*MATERIAL TO PROCESS*

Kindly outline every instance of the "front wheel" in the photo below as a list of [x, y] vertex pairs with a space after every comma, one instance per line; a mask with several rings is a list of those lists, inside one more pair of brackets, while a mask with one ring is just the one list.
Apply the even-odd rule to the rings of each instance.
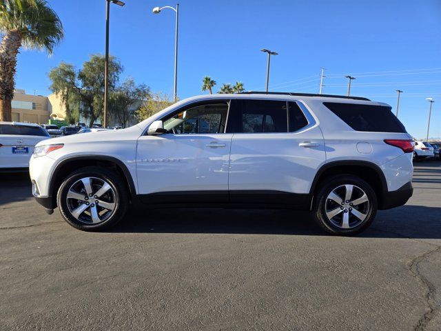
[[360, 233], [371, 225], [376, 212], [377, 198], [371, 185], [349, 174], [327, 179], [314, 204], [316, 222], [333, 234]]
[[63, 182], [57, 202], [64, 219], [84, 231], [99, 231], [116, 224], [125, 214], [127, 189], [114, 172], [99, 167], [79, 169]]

--

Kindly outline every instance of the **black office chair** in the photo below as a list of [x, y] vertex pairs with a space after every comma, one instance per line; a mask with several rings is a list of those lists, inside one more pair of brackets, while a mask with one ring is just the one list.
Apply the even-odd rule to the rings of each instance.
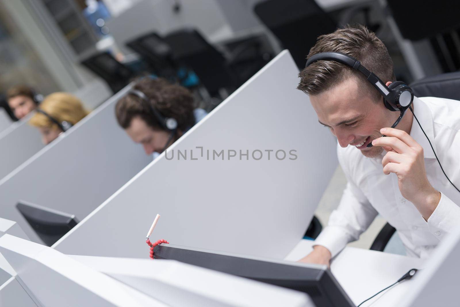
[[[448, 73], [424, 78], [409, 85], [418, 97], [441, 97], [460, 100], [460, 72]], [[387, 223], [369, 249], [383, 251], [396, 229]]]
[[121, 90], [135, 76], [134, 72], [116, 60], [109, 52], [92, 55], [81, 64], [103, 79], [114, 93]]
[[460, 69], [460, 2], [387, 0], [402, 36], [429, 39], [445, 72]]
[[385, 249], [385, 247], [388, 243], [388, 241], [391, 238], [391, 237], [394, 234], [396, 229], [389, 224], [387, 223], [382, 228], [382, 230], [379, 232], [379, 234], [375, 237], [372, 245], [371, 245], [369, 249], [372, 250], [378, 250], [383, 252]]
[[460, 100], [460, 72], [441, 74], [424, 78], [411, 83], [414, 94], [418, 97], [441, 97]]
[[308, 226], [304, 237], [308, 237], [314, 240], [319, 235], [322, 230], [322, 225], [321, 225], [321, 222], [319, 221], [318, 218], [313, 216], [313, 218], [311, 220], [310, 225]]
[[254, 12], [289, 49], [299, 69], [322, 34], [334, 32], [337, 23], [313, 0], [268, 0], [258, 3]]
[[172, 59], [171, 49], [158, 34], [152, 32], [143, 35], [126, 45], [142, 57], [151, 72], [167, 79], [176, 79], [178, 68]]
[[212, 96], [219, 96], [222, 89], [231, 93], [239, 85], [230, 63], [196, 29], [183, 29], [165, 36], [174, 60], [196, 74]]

*OBJECTIVE*
Turn the stretch of entries above, from the line containing "Kindly outline every instance of the **black" through the line containing "60], [196, 74]]", into a Markdown table with a column n for the row number and a column Line for the text, leaving out blank lines. Do not include the pictures.

*CORRECT RESULT*
| n | Line |
|---|---|
| 1 | Kindly outline every instance of the **black office chair** in the photo below as a list of [x, y] vertex pairs with a space after every comma, one instance per line; a mask with several rings is a list of those lists, inside one more pair of brackets, while a mask with one ring is just the one list. |
| 2 | Apply the even-odd rule to the rings of each instance. |
| 3 | [[[448, 73], [424, 78], [409, 85], [418, 97], [441, 97], [460, 100], [460, 72]], [[387, 223], [369, 249], [383, 251], [396, 229]]] |
| 4 | [[121, 90], [135, 76], [134, 72], [116, 60], [109, 52], [92, 55], [81, 64], [103, 79], [114, 93]] |
| 5 | [[460, 69], [460, 2], [387, 0], [402, 36], [429, 39], [445, 72]] |
| 6 | [[385, 249], [385, 247], [388, 243], [388, 241], [391, 238], [391, 237], [394, 234], [396, 229], [389, 224], [387, 223], [382, 228], [382, 230], [379, 232], [379, 234], [375, 237], [372, 245], [371, 245], [369, 249], [372, 250], [378, 250], [383, 252]] |
| 7 | [[460, 100], [460, 72], [441, 74], [424, 78], [411, 83], [414, 94], [418, 97], [441, 97]] |
| 8 | [[308, 226], [304, 237], [308, 237], [314, 240], [319, 235], [322, 230], [322, 225], [321, 225], [321, 222], [319, 221], [318, 218], [313, 216], [313, 218], [311, 220], [310, 225]] |
| 9 | [[254, 12], [289, 49], [299, 69], [322, 34], [334, 32], [337, 23], [313, 0], [268, 0], [258, 3]] |
| 10 | [[172, 59], [171, 49], [158, 34], [152, 32], [143, 35], [126, 45], [142, 57], [151, 72], [167, 79], [176, 79], [178, 68]] |
| 11 | [[212, 96], [219, 96], [222, 89], [231, 93], [239, 85], [230, 63], [196, 29], [183, 29], [165, 36], [174, 60], [196, 74]] |